Data listing
▽

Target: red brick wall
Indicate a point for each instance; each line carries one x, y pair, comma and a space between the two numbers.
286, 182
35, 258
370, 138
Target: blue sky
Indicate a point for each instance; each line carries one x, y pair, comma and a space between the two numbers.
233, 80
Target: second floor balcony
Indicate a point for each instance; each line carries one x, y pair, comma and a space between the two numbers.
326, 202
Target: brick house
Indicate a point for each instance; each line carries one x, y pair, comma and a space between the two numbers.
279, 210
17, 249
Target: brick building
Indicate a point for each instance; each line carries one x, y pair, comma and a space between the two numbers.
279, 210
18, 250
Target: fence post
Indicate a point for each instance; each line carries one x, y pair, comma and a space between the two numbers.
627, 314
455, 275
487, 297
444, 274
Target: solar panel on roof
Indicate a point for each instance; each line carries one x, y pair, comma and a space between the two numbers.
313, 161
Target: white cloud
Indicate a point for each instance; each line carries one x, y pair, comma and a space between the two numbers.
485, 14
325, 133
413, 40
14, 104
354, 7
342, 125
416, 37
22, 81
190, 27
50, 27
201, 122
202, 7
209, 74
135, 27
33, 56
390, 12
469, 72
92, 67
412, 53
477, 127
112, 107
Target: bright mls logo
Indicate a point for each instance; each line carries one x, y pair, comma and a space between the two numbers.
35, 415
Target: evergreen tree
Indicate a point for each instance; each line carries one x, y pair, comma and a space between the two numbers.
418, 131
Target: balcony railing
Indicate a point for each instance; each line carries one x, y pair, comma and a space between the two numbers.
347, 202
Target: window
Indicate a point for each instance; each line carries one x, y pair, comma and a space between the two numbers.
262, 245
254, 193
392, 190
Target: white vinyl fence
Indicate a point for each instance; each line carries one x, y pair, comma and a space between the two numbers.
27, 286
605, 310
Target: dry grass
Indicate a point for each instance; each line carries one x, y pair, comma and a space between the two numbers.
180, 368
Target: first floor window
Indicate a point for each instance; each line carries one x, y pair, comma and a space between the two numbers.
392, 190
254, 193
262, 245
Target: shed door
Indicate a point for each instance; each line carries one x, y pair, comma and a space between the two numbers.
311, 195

△

What this task involves
Rewrite every one of the entries above with "Target" changed to "Object" and nothing else altered.

Exercise result
Object: red brick wall
Indicate a point for each instance; each line carries one x, y pair, comma and a space between the two numbers.
286, 182
35, 258
370, 138
Object: blue sky
Indicate a point for each instance; each line carries one x, y pair, comma and a space between the two numbers.
233, 80
Object: second floor balcony
Indicate a point for each instance; each line carries one x, y pair, comma and a space between the two numbers.
326, 202
Object: brick house
Indicate a point for each instance; each line carries one x, y pair, comma and a space between the two numbers.
279, 210
17, 249
Object: brick building
Indicate a point for each instance; each line carries one x, y pair, comma and a space between the two numbers.
279, 210
18, 250
Object: fence post
Indicate a point for each instance; each line carries one x, y pair, comma and a space between the two numbers.
627, 314
455, 275
487, 297
444, 274
Object: solar panel on roof
Indicate a point for each instance; each line carries one x, y pair, comma and a space between the two numbers.
313, 161
Object: white cloud
Indicate a point for each instance; each line carries one x, y pair, comma and a space between the two numbers.
485, 14
325, 133
413, 40
14, 104
354, 7
342, 125
416, 37
22, 81
190, 27
50, 27
201, 122
202, 7
209, 74
135, 27
33, 56
390, 12
469, 72
92, 67
412, 53
477, 127
112, 107
Object: bright mls logo
Indicate a point for each instance; each line carries one x, y pair, comma and a space between the two numbers.
35, 415
Object: evergreen tree
Indicate a point for each instance; each line carries one x, y pair, comma and a space between the two numbers.
418, 131
Object: balcony railing
Indicate a point for each instance; each line carries one x, y pair, comma and a space between the two numbers.
347, 202
Object: window
Indicate a point for each instance; each line carries one x, y pair, comma and a space between the two numbers.
262, 245
254, 193
392, 190
Object: white vinyl fence
Indicate a point for each instance; each line carries one x, y pair, comma and a space between the two numbers.
27, 286
605, 310
Object: dry grass
Indicate a point for each instance; each line carries one x, y pair, comma and a space between the two numbers.
180, 368
Object: first floor window
Indicate a point for each instance; each line carries one x, y pair, comma and a space between the two numbers.
392, 190
254, 193
262, 245
Object: shed door
Indicate a point for each instance; each line carries one x, y pair, comma and a space between the two numbers.
311, 195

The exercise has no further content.